(Data supplied begins)

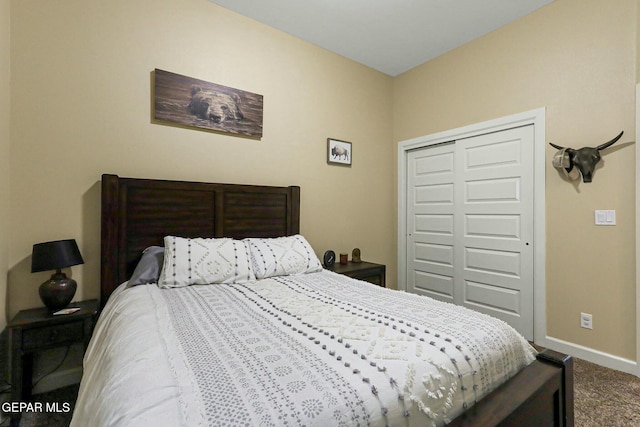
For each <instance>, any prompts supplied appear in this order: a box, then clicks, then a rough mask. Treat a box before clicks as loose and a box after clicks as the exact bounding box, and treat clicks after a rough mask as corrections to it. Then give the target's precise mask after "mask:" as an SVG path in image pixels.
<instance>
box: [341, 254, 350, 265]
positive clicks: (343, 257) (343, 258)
mask: <svg viewBox="0 0 640 427" xmlns="http://www.w3.org/2000/svg"><path fill="white" fill-rule="evenodd" d="M348 262H349V255H347V254H340V264H342V265H345V264H346V263H348Z"/></svg>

(Data supplied ends)

Look above for lines with the word "instance" and copy them all.

For each <instance>, any prompts supplied appear in this order: a box, then clicks, then a rough mask. Treat a box before clicks as loose and a box after clicks as the exact bounding box, and treat clicks after a rough mask as corrections to it. Then give the target's precise mask after "mask:" as an SVG path in image pixels.
<instance>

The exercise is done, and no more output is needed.